Lesetext:
Durch die Nachrichtenkanäle flackert zur Zeit die Nachricht, dass bis zu 77% der Justizbeamten in der Nachkriegszeit eine klare NS-Vergangenheit hatten und so auch NS-Unrecht bis in die heutige Zeit gedeckt und ungesühnt bleibt. Schön, dass selbst der Justizminister erkennt, dass dieser Staat die NS-Nachfolge angetreten hat. Konsequenzen lassen sich der ganzen historischen Aufarbeitung aber nicht entnehmen.
Dass die Grundhaltung der BRD-Justiz von Beginn an keine „demokratische“ war, kann man auch heute noch bei der Beobachtung der §129b-Prozesse gegen kurdische Politiker in der BRD sehen. Allein der genannte Paragraph „Mitgliedschaft in einer terroristischen Vereinigung im Ausland“ ist ein Faustschlag gegen eine demokratische Haltung: der von der Kanzlerin ernannte Minister erteilt die „Verfolgungsermächtigung“, wenn er meint, dass die betreffende Organisation im Ausland Terroranschläge beginge und dies für die BRD-Staatsraison von Bedeutung sei.
Also nichts von „in dubio pro reo – im Zweifel für den Angeklagten“ – da gibt es gar keine Zweifel, sondern nur eine „Verfolgungsermächtigung“. Dem Angeklagten müssen die Richter nur nachweisen, er sei als Funktionär Teil der Organisation. Und die Organisation nutze das „Mittel Mord und Totschlag“. Punkt.
Nach diesem Schema liefen in der Vergangenheit drei Prozesse vor dem Oberlandesgericht Hamburg am Sievekingplatz. Die mittlererweile nur noch drei Richter (keine Frau!) leiern das Verfahren im sogenannten „Selbstleseverfahren“ durch, d.h. fast die gesamten Grundlagen des Verfahrens werden aus Akten älterer Verfahren „eingeführt“, indem der Angeklagte einen Stapel Papier in die Zelle bekommt „zum Selbst-Lesen“.

Aufgaben:
1. Welcher Anteil der Justizbeamten hatte dem Lesetext zufolge in der Nachkriegszeit eine klare NS-Vergangenheit?
2. Schreiben Sie den Lesetext über die §129b-Prozesse im Anschluss an seinen letzten Satz weiter.

Datenauszug:
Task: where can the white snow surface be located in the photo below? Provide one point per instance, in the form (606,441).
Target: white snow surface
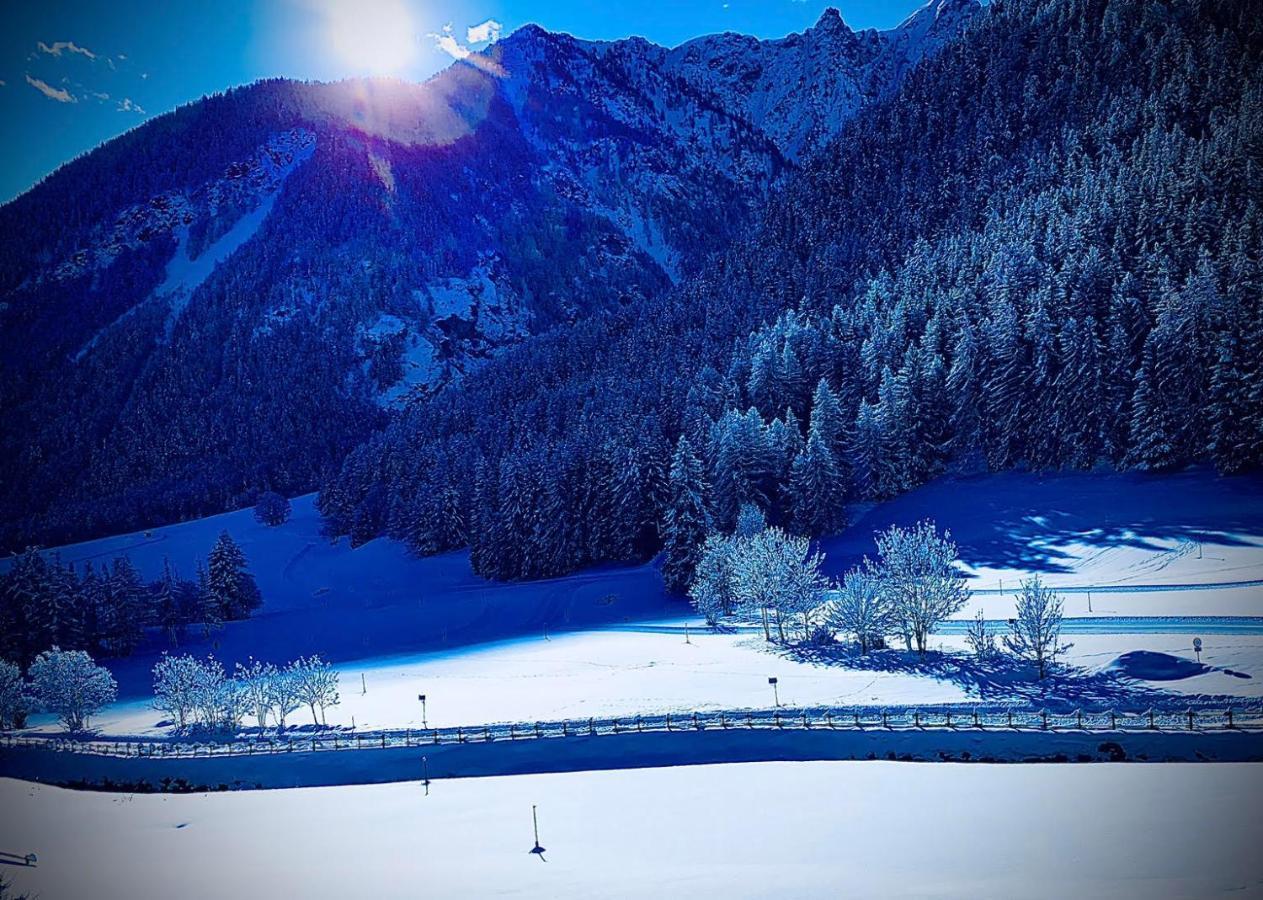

Lösungen:
1. Bis zu 77 %.

2.
Heute wurden diese Grundlagen kurz vom „Vorsitzenden“ durchgenuschelt: 1. Türkisch-Kurdischer Konflikt, 2. Menschenrechtslage in der Türkei, 3. „Anschläge der PKK“, 4. „Struktur der PKK“, um dann schnell zum Nachweis „Hasan Dutar = PKK = Organisation + Mord u. Totschlag = Terrorist = 3 Jahre Knast (das Übliche)“ zu kommen.
Von Beginn an versuchte hier Hasan Dutars Anwalt dem Gericht mit Anträgen nachzuweisen, dass es sich bereits hier jenseits rechtsstaatlicher Pfade bewegt: das „Selbstleseverfahren“ verstoße gegen die „Unmittelbarkeit“, dem Angeklagten eine konkrete Straftat nachzuweisen – angesichts des Ausmaßes der zu erwartenden Strafe. Gericht: Abgelehnt. Es gäbe „prozess-wirtschaftliche Gründe“ für diese Praxis.
Auch der Einspruch gegen die Verwendung von mitgeschnittenen Telefongesprächen aus den Akten der Ermittlungsrichterin am BGH wurde abgelehnt – die Frau hat offensichtlich die Textbausteine ihrer „Ermittlung“ aus den Texten der Bundesstaatsanwaltschaft zusammenkopiert, denn sie hatte auch 3 inhaltliche Fehler der BAW-Akten genauso übernommen, was der Anwalt lediglich als beispielhafte Beweise anführte.
Die Haltung der Richter und das dementsprechende Gebaren können vor dem Hintergrund der „Akte Rosenburg“ richtig eingeordnet werden: Es ist die Justiz der NS-Nachfolge. Wenig gelernt, wenig demokratisches Interesse, Verschleierung, Pflichterfüllung.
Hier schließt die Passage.